- SQL Profiler Events for Analysis Services
- SQL Profiler Columns for Analysis Services
SQL Profiler Columns for Analysis Services
Each category of SQL Profiler events has a number of columns that you can include in the trace. Table 2 provides an overview of the most useful columns.
Table 2
Useful Columns for Tracing Analysis Services Events
Column |
Description/Explanation |
Event Subclass |
Identifier and name of the event subclass; for example, "6 - object created" is a subclass under notification events. |
TextData |
Full text of the command/query or of the current step of an operation. For example, the query subcube event will show a string such as "0000,0001,00011,0011" displaying 1 for the attributes mentioned in the query and 0 for any attributes that weren't requested. |
Start Time, Current Time, End Time |
These columns help to build the timeline of events. |
Connection ID, Session ID, SPID |
These columns help to identify the session, connection, and process that triggered events. You can correlate these columns to IDs shown in the Analysis Services Activity Viewer or in the output of dynamic management views. Not familiar with the Analysis Services Activity Viewer? You can download this sample tool from CodePlex. |
Duration |
Duration of each step of query, processing, or other operation, reported in milliseconds. |
Database name, object name, object path |
Helps to identify the object being processed or queried. |
NTUserName, NTCanonicalUserName, NTDomain Name |
Helps to identify the user who instigated the event. |
Error/Severity |
Shows the actual error number and corresponding severity. |
ClientHostName |
IP address of the client computer that submitted the request. |
SessionType |
Helps to determine whether the activity is from a user or due to lazy aggregations. |
IntegerData |
Shows the progress of a particular activity. For example, this column shows the number of rows read during processing. |
Summary
In this article, I've discussed Analysis Services events and columns you can capture by using SQL Profiler. Once you're familiar with events and columns, you should be ready to collect the Profiler trace, and its output should make sense. Part 2 of this series concludes this discussion with an examination of how you can discover the bottleneck of querying, processing, and backup jobs. I'll show you how Profiler output should change once you mitigate the problems. I'll also discuss using Profiler for load testing and collecting traces for historical performance analysis.

Information |

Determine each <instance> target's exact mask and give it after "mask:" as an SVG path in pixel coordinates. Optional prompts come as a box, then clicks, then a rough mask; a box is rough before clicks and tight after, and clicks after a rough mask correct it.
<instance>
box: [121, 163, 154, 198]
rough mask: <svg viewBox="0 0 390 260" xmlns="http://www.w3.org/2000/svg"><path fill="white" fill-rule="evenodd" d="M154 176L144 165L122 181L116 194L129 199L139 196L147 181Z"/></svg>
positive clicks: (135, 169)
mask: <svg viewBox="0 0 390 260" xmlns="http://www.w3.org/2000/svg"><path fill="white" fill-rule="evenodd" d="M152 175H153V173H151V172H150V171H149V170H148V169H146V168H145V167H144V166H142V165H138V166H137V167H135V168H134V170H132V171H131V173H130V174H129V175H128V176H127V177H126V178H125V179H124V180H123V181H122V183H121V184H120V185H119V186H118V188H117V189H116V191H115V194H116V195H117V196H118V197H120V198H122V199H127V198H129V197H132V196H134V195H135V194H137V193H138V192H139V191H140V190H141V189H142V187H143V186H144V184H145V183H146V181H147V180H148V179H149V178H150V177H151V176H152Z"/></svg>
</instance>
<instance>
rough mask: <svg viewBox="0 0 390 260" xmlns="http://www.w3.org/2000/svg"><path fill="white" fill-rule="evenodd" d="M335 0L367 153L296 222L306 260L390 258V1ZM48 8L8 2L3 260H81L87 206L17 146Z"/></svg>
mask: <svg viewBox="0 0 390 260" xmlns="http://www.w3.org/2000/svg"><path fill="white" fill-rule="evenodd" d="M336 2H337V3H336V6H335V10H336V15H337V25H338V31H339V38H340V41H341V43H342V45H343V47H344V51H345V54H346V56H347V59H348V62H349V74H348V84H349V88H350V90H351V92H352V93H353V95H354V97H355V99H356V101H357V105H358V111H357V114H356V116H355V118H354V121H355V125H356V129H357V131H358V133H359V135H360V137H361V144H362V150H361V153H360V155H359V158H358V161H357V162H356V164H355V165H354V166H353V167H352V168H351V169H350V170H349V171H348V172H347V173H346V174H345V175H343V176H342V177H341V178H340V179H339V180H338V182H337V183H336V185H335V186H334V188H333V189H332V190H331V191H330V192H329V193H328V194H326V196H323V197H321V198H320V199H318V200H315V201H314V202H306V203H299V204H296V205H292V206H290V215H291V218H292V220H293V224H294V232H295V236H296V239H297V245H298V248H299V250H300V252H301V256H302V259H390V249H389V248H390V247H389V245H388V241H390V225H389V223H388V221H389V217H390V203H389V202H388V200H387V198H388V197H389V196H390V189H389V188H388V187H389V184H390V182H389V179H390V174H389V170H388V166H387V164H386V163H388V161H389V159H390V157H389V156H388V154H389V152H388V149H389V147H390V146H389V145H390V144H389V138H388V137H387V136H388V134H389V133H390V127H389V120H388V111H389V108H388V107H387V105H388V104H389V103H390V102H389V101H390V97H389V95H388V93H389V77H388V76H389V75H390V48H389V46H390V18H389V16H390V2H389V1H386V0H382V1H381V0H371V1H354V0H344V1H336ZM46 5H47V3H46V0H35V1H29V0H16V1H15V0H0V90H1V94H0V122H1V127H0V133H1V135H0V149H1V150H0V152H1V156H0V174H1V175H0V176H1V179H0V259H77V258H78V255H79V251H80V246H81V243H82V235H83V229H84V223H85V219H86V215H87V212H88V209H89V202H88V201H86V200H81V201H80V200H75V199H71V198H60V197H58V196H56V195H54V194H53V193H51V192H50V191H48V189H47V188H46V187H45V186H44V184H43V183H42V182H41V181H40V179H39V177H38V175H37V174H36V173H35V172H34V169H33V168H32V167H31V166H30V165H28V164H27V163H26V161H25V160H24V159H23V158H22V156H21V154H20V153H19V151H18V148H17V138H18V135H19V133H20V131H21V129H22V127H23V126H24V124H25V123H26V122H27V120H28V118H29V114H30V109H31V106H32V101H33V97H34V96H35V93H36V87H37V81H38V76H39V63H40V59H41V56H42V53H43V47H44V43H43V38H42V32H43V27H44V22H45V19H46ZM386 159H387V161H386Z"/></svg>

--

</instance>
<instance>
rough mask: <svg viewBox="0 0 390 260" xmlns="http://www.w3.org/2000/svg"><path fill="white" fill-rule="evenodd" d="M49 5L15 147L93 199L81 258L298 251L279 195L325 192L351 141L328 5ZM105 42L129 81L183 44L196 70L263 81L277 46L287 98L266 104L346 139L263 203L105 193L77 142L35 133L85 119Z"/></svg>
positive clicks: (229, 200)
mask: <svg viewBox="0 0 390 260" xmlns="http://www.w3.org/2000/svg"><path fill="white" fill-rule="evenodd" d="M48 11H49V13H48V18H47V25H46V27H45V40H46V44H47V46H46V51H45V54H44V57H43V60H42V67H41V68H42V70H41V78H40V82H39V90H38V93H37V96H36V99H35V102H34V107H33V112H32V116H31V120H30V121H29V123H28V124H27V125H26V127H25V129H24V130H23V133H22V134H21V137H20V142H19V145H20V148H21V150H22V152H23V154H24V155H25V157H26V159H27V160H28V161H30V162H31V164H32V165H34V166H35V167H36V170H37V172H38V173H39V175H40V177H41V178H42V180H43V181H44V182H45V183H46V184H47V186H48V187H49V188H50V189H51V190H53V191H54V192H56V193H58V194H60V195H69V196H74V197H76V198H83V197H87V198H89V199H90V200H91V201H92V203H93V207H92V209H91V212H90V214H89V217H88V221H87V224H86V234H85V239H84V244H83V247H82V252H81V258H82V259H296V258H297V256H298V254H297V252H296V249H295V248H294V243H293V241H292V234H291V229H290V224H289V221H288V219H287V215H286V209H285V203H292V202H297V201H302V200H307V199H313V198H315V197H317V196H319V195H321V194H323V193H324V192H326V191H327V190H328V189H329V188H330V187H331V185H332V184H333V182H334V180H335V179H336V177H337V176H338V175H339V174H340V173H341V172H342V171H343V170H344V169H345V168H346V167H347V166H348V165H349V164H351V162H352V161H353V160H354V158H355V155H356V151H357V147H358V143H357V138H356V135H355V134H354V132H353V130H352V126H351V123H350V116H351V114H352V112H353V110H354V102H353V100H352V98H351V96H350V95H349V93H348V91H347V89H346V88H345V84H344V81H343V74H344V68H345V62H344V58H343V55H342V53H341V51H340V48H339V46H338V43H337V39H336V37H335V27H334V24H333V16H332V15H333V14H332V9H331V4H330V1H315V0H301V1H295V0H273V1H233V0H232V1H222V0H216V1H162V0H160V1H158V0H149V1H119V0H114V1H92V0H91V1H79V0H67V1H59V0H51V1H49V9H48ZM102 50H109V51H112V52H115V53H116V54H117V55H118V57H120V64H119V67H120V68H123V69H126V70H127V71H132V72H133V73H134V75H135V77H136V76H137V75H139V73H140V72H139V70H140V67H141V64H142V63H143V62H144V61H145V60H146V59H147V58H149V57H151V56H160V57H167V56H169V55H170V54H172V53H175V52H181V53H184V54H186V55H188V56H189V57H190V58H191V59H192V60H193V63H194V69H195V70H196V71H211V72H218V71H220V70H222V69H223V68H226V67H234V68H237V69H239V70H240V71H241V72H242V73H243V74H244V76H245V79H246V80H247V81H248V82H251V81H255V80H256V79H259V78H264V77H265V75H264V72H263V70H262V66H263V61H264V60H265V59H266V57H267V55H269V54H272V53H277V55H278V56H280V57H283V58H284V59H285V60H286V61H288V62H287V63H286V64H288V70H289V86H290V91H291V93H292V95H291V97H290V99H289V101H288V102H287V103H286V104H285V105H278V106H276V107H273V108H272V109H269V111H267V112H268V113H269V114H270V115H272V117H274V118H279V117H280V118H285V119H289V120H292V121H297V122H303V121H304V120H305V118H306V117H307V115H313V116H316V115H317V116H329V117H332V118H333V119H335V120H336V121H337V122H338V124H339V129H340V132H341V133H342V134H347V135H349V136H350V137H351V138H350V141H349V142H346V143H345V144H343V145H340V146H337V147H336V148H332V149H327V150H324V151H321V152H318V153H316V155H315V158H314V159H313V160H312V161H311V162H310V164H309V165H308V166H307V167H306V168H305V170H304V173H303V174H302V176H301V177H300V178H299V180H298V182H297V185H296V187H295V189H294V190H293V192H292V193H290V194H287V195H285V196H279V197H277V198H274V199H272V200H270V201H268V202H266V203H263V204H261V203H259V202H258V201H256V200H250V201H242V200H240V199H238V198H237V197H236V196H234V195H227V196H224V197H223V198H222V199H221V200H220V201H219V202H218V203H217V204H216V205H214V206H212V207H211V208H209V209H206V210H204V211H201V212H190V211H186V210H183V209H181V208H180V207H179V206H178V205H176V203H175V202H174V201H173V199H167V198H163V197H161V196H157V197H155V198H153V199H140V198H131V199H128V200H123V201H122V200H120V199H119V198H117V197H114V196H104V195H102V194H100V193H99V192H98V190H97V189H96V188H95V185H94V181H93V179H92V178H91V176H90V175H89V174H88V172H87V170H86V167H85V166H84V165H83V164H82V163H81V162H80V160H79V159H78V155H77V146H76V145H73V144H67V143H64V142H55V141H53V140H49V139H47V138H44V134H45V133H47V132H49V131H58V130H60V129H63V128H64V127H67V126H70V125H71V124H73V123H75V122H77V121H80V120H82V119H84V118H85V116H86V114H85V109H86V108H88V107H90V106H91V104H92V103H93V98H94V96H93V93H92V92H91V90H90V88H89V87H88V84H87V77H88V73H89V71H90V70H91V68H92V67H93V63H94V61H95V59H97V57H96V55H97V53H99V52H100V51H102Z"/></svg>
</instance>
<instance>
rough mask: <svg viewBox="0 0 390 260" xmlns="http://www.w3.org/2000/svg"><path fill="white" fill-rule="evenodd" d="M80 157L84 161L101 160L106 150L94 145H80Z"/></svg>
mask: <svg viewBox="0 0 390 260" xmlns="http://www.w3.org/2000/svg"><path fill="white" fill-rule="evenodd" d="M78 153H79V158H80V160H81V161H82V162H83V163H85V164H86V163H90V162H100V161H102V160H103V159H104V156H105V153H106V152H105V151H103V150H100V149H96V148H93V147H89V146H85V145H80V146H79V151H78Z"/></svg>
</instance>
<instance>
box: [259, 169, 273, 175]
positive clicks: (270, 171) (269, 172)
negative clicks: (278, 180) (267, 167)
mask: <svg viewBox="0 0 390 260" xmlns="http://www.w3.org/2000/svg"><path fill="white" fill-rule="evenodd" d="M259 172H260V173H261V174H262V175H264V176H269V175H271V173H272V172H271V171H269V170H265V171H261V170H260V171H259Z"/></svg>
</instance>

* * *

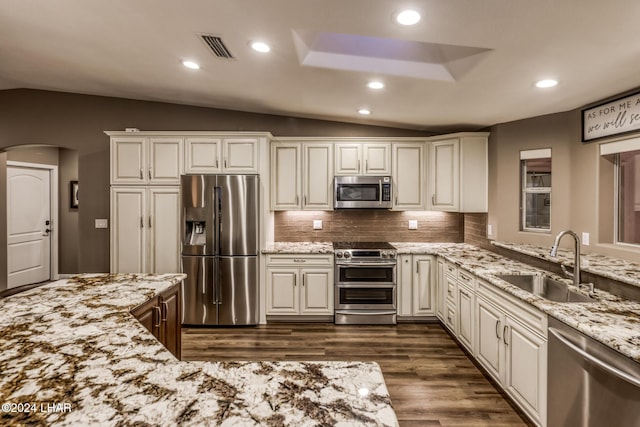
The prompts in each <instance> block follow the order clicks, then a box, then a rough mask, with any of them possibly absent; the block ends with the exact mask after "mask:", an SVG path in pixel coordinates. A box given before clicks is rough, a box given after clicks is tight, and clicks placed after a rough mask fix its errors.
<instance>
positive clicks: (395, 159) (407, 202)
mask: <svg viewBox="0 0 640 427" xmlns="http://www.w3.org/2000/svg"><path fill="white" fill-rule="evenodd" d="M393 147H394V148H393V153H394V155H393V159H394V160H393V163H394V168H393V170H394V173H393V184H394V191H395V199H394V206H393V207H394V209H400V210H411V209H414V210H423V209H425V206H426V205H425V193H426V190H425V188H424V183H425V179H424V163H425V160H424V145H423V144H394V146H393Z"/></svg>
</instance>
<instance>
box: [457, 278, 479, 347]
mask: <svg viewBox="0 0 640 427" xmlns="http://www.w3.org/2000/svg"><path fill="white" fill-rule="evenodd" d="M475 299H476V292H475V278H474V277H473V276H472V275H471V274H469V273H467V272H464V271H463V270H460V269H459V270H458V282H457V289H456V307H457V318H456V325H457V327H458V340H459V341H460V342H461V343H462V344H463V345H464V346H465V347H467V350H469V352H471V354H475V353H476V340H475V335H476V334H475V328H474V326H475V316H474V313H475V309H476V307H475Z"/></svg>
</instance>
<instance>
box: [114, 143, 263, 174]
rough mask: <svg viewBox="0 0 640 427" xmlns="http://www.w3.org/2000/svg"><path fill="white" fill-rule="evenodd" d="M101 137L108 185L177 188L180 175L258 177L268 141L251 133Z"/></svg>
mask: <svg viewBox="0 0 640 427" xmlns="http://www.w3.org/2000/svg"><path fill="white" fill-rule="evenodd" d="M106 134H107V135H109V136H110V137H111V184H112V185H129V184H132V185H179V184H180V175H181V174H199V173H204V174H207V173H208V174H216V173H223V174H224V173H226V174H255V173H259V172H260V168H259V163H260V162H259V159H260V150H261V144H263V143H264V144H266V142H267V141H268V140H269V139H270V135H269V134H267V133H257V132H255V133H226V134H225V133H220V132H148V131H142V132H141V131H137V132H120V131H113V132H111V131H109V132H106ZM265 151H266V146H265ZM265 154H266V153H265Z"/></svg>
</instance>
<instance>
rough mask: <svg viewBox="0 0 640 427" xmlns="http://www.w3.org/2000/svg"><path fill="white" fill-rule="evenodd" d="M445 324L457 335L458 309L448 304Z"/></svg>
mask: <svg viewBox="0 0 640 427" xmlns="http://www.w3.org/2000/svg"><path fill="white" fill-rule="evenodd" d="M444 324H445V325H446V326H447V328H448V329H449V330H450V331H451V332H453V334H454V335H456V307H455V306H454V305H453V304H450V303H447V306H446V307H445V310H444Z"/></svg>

Assigned task | Retype the page on SQL Profiler columns for Analysis Services in full, with no changes. None of the entries is needed for this work.

Result |
- SQL Profiler Events for Analysis Services
- SQL Profiler Columns for Analysis Services
SQL Profiler Columns for Analysis Services
Each category of SQL Profiler events has a number of columns that you can include in the trace. Table 2 provides an overview of the most useful columns.
Table 2
Useful Columns for Tracing Analysis Services Events
Column |
Description/Explanation |
Event Subclass |
Identifier and name of the event subclass; for example, "6 - object created" is a subclass under notification events. |
TextData |
Full text of the command/query or of the current step of an operation. For example, the query subcube event will show a string such as "0000,0001,00011,0011" displaying 1 for the attributes mentioned in the query and 0 for any attributes that weren't requested. |
Start Time, Current Time, End Time |
These columns help to build the timeline of events. |
Connection ID, Session ID, SPID |
These columns help to identify the session, connection, and process that triggered events. You can correlate these columns to IDs shown in the Analysis Services Activity Viewer or in the output of dynamic management views. Not familiar with the Analysis Services Activity Viewer? You can download this sample tool from CodePlex. |
Duration |
Duration of each step of query, processing, or other operation, reported in milliseconds. |
Database name, object name, object path |
Helps to identify the object being processed or queried. |
NTUserName, NTCanonicalUserName, NTDomain Name |
Helps to identify the user who instigated the event. |
Error/Severity |
Shows the actual error number and corresponding severity. |
ClientHostName |
IP address of the client computer that submitted the request. |
SessionType |
Helps to determine whether the activity is from a user or due to lazy aggregations. |
IntegerData |
Shows the progress of a particular activity. For example, this column shows the number of rows read during processing. |
Summary
In this article, I've discussed Analysis Services events and columns you can capture by using SQL Profiler. Once you're familiar with events and columns, you should be ready to collect the Profiler trace, and its output should make sense. Part 2 of this series concludes this discussion with an examination of how you can discover the bottleneck of querying, processing, and backup jobs. I'll show you how Profiler output should change once you mitigate the problems. I'll also discuss using Profiler for load testing and collecting traces for historical performance analysis.